Problem statement =
Please copy the records from the line containing "Please return the segmentation of every instance of the glowing" through the end of the records, replacing "top-left corner" with "upper-left corner" and keeping everything else the same. Omit the pictures.

Exercise inputs =
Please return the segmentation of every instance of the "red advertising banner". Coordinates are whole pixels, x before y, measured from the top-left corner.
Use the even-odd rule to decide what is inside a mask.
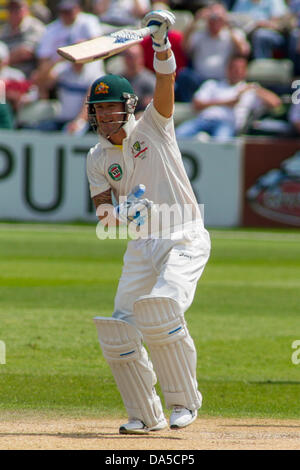
[[[300,140],[256,138],[244,152],[243,226],[300,228]]]

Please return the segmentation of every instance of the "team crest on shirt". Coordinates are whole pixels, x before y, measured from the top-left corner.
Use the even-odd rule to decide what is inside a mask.
[[[100,95],[100,94],[107,94],[109,92],[109,86],[106,85],[104,82],[98,83],[98,85],[95,88],[95,94]]]
[[[112,165],[110,165],[108,169],[108,174],[114,181],[120,181],[123,176],[123,170],[121,168],[121,165],[119,165],[118,163],[113,163]]]
[[[131,153],[134,158],[140,158],[143,160],[147,156],[148,147],[145,147],[145,142],[139,142],[138,140],[131,147]]]

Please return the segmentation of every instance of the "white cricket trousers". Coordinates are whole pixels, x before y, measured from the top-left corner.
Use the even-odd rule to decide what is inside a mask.
[[[194,299],[209,254],[209,234],[197,226],[175,232],[171,239],[129,241],[113,317],[135,324],[133,304],[144,295],[171,298],[184,314]]]

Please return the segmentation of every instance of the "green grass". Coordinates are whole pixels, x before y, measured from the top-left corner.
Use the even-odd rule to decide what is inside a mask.
[[[300,233],[211,237],[186,314],[202,413],[299,418]],[[94,226],[0,224],[0,413],[124,414],[93,317],[111,314],[125,249]]]

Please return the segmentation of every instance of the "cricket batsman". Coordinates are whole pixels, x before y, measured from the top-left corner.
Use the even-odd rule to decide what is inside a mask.
[[[202,404],[196,350],[184,314],[209,258],[210,239],[175,139],[176,62],[168,40],[174,21],[164,10],[143,19],[143,26],[159,28],[152,35],[155,92],[139,120],[134,117],[137,96],[121,76],[97,79],[87,101],[90,124],[99,134],[87,158],[96,214],[104,225],[125,221],[148,227],[144,236],[128,242],[112,317],[94,319],[128,413],[121,434],[147,434],[167,426],[157,379],[165,406],[172,410],[171,429],[191,424]],[[152,230],[152,209],[157,214],[161,206],[178,213],[164,217],[162,230]]]

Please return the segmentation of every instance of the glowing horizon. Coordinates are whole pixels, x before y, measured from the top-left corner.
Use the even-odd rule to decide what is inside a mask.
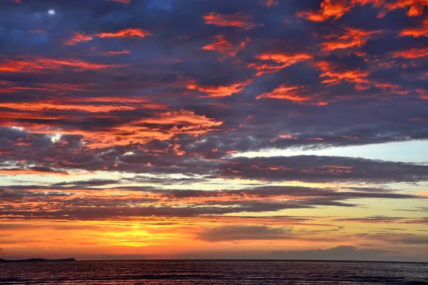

Output of the task =
Please return the segmentation of every instance of the glowing horizon. Coordinates are whole pixels, x before y, measured from the upper-left corner.
Use the even-odd rule to decide what is inside a mask.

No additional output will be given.